§ **Assignment**
Once you reach the line containing "sample | [819, 308]", copy it and every line after it exactly, through the end of the data below.

_ _ _ _

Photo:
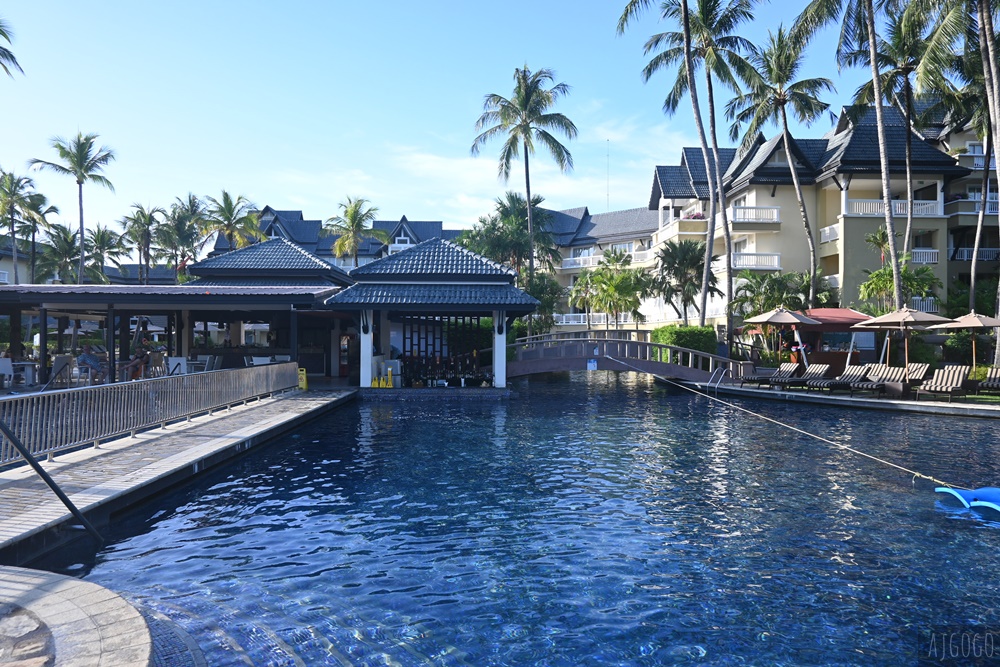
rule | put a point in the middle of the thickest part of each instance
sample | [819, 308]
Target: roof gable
[435, 260]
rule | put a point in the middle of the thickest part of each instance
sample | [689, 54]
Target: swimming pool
[597, 519]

_ _ _ _

§ **Answer to this task**
sample | [819, 308]
Target: roof gable
[435, 260]
rule | put a point in the middle of the thickest part of each instance
sample | [689, 54]
Target: swimming pool
[597, 519]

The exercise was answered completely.